Consigne: Renvoyez mot pour mot le passage du texte sur la perestroïka qui va de « 222. Justification de » jusqu'à « modernisation de l'économie. ».

Extrait du document:
******************************

222. Justification de la perestroïka
Au début des années 80, après la mort de
Brejnev, les décès des secrétaires généraux
du PCUS se succèdent à un rythme élevé,
révélant la prégnance de la gérontocratie à
la tête de l'URSS : Brejnev meurt le 12 novembre 1982, Andropov le 9
février 1984 et Tchernenko le 10 mars 1985. Pour mettre fin à
cette série, Mikhaïl Gorbatchev est élu nouveau
secrétaire général du PC le lendemain de la mort de
Tchernenko. A la différence de ses prédécesseurs, c'est un
homme jeune (54 ans) qui accède au poste de commandement. En un peu plus
de trois ans, Gorbatchev rajeunit l'équipe des cadres politiques et des
dirigeants économiques pour mettre en place sa politique de
modernisation de l'économie.

******************************

Données fournies:

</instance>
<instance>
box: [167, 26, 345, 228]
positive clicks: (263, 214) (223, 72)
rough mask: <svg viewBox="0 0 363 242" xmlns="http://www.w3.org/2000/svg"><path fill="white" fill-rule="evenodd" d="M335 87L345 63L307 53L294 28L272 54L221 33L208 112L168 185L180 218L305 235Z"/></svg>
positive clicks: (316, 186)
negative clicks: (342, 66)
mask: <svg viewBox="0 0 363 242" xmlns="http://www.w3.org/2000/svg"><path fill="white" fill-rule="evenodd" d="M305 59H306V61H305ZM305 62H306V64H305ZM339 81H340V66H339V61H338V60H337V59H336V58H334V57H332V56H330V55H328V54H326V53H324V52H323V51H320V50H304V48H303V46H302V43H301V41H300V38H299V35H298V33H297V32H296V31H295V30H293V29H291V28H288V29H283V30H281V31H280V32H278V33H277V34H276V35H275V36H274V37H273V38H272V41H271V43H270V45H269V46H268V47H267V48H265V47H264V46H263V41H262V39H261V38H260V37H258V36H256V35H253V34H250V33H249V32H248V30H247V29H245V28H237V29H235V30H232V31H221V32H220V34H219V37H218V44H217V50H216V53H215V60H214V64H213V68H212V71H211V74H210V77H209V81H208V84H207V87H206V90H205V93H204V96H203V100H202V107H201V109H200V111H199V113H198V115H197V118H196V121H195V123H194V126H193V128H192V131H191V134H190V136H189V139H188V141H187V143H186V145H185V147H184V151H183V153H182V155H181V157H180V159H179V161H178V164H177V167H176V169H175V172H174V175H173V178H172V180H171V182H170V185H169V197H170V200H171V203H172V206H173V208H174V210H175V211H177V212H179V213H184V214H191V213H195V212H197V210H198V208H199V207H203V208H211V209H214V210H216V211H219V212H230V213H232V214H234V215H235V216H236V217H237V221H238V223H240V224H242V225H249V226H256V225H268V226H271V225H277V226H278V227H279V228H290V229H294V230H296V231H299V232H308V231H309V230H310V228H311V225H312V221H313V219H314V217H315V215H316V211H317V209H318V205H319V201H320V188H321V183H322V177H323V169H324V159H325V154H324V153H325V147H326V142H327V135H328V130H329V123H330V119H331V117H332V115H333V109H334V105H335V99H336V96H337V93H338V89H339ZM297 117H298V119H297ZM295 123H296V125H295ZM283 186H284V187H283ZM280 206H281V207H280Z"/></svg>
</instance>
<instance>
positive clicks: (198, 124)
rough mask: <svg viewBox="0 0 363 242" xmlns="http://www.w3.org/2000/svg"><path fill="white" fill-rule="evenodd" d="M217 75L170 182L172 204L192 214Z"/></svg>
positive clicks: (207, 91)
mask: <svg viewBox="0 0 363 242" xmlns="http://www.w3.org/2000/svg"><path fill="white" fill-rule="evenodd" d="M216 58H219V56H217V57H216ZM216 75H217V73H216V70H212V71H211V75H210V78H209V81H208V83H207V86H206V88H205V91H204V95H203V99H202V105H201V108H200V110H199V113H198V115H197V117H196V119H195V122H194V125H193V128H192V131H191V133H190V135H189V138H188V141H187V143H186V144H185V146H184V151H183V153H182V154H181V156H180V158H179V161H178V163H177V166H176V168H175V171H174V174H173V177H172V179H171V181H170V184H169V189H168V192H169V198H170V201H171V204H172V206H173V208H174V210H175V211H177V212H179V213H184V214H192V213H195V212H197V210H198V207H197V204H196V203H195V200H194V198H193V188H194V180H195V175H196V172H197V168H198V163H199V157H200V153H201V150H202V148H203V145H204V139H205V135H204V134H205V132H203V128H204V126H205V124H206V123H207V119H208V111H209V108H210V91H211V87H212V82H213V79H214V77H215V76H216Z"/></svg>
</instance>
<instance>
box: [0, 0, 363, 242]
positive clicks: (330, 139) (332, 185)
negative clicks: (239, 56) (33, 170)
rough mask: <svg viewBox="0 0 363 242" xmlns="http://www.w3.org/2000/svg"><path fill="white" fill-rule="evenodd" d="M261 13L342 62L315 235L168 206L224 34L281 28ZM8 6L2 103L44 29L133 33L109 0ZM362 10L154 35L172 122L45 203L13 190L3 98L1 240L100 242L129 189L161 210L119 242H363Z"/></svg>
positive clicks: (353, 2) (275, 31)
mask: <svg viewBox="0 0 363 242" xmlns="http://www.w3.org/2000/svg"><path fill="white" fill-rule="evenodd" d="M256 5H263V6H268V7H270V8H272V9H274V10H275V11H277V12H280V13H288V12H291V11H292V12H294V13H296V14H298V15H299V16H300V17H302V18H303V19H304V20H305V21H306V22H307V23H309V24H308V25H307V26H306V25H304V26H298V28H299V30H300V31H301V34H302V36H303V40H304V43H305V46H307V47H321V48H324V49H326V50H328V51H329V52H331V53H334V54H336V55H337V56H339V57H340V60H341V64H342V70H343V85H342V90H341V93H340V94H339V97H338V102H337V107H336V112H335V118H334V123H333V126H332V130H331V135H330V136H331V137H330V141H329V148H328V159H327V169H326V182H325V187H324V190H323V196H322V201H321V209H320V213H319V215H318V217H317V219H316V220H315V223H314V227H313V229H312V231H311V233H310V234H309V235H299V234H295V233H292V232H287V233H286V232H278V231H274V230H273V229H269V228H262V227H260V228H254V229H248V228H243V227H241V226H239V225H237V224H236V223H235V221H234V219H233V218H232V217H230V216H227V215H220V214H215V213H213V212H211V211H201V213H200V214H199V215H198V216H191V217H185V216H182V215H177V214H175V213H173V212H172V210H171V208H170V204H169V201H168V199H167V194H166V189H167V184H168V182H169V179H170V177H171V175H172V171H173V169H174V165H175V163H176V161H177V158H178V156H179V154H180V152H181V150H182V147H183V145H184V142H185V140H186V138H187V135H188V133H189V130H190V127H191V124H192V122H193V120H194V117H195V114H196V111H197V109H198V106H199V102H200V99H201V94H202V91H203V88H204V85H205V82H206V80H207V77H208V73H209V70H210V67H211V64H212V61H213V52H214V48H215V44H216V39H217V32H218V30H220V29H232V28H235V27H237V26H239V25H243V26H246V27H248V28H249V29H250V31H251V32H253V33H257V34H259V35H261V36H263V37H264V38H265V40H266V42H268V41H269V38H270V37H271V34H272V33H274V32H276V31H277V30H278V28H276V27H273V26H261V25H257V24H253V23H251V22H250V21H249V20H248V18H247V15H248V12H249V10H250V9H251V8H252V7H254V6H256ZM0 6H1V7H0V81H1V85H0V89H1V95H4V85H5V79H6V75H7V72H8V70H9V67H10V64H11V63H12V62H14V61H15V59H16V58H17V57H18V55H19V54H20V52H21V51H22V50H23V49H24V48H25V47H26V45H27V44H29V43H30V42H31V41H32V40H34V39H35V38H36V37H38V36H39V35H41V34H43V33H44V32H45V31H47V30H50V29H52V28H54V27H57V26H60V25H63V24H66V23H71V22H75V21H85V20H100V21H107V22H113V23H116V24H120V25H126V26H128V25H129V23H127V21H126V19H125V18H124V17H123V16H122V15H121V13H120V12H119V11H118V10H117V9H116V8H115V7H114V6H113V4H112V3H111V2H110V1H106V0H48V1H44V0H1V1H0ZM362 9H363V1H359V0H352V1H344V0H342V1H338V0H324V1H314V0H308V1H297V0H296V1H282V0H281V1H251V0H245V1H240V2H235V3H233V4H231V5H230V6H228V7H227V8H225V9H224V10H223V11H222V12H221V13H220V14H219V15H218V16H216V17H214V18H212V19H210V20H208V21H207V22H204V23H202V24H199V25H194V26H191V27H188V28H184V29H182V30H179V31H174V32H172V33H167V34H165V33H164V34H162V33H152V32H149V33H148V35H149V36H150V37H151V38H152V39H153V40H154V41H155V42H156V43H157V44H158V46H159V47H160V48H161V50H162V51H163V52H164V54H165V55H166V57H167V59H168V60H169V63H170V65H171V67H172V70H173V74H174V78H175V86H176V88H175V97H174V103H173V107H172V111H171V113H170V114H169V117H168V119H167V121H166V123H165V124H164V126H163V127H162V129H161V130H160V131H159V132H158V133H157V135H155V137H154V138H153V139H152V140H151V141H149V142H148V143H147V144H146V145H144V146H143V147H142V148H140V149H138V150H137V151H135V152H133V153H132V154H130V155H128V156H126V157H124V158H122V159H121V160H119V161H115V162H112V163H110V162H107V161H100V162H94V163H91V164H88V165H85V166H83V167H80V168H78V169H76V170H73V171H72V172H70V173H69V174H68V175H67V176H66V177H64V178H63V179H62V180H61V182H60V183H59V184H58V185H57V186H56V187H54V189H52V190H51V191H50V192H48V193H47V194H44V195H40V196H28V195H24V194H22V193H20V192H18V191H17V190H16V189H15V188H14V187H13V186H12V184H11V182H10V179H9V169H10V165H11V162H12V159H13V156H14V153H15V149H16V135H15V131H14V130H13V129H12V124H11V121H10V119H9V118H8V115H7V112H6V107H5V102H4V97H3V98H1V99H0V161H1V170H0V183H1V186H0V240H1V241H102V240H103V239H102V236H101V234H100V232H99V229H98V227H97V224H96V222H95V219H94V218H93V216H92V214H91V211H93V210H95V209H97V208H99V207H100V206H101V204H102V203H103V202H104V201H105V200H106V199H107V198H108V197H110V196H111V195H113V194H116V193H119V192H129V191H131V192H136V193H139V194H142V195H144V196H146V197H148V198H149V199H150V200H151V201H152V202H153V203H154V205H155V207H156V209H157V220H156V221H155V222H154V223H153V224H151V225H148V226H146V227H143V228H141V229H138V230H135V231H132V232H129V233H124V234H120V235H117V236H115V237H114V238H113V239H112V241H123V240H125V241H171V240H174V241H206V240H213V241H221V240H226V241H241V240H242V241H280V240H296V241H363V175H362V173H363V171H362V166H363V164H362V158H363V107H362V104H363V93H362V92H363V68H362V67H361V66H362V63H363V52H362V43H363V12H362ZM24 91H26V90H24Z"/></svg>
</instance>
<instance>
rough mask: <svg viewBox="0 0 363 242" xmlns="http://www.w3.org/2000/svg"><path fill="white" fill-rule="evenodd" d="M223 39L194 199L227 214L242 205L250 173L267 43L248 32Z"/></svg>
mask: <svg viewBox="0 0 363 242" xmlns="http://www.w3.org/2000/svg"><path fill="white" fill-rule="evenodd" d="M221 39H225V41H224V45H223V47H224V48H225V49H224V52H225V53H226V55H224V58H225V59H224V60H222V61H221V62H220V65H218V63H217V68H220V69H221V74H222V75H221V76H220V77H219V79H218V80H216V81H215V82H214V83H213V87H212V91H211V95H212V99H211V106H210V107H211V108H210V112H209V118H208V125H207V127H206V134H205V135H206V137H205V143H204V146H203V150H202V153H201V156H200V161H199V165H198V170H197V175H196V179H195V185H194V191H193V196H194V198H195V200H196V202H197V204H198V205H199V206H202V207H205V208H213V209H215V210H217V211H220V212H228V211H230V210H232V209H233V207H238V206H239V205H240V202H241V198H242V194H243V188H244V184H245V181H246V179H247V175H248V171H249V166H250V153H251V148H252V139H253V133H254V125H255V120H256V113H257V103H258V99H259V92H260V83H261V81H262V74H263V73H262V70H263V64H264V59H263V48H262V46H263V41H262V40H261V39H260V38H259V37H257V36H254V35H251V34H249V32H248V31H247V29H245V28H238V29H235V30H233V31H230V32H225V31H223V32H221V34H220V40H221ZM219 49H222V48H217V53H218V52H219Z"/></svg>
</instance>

******************************

Réponse:
222. Justification de la perestroïka
Au début des années 80, après la mort de
Brejnev, les décès des secrétaires généraux
du PCUS se succèdent à un rythme élevé,
révélant la prégnance de la gérontocratie à
la tête de l'URSS : Brejnev meurt le 12 novembre 1982, Andropov le 9
février 1984 et Tchernenko le 10 mars 1985. Pour mettre fin à
cette série, Mikhaïl Gorbatchev est élu nouveau
secrétaire général du PC le lendemain de la mort de
Tchernenko. A la différence de ses prédécesseurs, c'est un
homme jeune (54 ans) qui accède au poste de commandement. En un peu plus
de trois ans, Gorbatchev rajeunit l'équipe des cadres politiques et des
dirigeants économiques pour mettre en place sa politique de
modernisation de l'économie.